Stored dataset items

=== Section Start ===

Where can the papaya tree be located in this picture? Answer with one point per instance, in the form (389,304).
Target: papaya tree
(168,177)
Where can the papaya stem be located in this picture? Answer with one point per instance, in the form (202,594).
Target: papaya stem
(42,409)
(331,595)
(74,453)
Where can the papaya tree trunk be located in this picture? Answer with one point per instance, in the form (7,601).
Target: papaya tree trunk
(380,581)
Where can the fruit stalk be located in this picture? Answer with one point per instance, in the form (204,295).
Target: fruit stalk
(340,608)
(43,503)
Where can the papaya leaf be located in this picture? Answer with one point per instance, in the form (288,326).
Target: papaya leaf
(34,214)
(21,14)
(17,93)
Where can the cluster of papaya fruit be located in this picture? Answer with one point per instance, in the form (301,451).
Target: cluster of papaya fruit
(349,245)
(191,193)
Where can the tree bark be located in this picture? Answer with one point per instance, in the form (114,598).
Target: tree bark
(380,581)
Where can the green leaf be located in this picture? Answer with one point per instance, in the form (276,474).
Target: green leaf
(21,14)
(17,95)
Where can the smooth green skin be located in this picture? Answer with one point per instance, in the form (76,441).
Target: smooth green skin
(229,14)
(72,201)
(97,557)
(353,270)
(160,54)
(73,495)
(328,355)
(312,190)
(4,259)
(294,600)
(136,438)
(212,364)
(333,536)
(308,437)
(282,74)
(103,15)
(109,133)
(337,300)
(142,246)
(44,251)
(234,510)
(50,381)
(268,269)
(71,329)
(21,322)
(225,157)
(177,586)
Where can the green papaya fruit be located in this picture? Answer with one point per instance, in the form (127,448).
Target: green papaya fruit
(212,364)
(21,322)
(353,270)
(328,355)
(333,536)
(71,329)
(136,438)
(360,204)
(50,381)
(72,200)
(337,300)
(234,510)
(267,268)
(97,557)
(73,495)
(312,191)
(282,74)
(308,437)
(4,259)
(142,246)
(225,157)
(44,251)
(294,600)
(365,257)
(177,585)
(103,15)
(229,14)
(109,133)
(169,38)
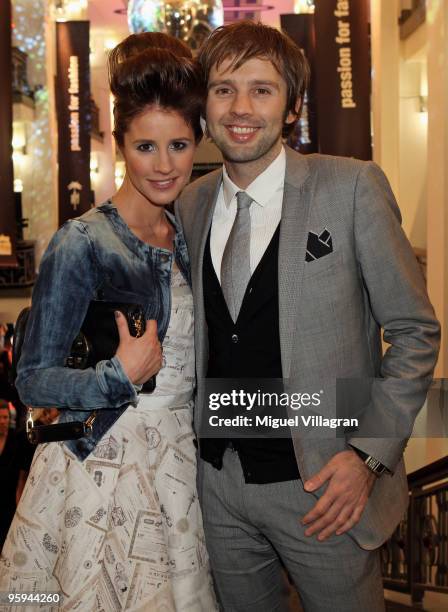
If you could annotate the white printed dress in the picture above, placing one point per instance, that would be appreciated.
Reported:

=== Section End ===

Work required:
Answer with the number alone after working out how many lines in the records contain the string "Where".

Worked solution:
10